**Given entries:**
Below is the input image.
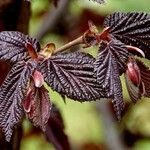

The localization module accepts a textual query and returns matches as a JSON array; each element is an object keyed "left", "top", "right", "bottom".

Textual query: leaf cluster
[
  {"left": 0, "top": 31, "right": 104, "bottom": 141},
  {"left": 0, "top": 11, "right": 150, "bottom": 145},
  {"left": 95, "top": 12, "right": 150, "bottom": 119}
]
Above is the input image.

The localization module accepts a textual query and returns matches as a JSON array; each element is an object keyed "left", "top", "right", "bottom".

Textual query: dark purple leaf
[
  {"left": 39, "top": 52, "right": 105, "bottom": 101},
  {"left": 136, "top": 59, "right": 150, "bottom": 97},
  {"left": 104, "top": 12, "right": 126, "bottom": 28},
  {"left": 45, "top": 104, "right": 70, "bottom": 150},
  {"left": 104, "top": 12, "right": 150, "bottom": 59},
  {"left": 0, "top": 31, "right": 40, "bottom": 62},
  {"left": 23, "top": 85, "right": 51, "bottom": 131},
  {"left": 94, "top": 40, "right": 128, "bottom": 120},
  {"left": 0, "top": 60, "right": 37, "bottom": 141}
]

**Work to complete:** Set the entire listing down again, exact in every line, without any pictures.

**Problem solution:**
Below is the input image.

The localization module accepts a textual query and returns matches as a JSON array; each element is an object keyed "left", "top", "right", "bottom".

Textual query: leaf cluster
[
  {"left": 0, "top": 31, "right": 104, "bottom": 141},
  {"left": 0, "top": 11, "right": 150, "bottom": 145},
  {"left": 95, "top": 12, "right": 150, "bottom": 119}
]
Above is the input image.

The localization module accepts a textual query and returns matches as a JSON array; each element is an object keyed "left", "top", "right", "bottom".

Textual query: dark purple leaf
[
  {"left": 39, "top": 52, "right": 105, "bottom": 101},
  {"left": 136, "top": 59, "right": 150, "bottom": 97},
  {"left": 104, "top": 12, "right": 126, "bottom": 28},
  {"left": 45, "top": 104, "right": 70, "bottom": 150},
  {"left": 104, "top": 12, "right": 150, "bottom": 59},
  {"left": 0, "top": 31, "right": 40, "bottom": 62},
  {"left": 23, "top": 85, "right": 51, "bottom": 131},
  {"left": 94, "top": 40, "right": 128, "bottom": 120},
  {"left": 0, "top": 60, "right": 37, "bottom": 141}
]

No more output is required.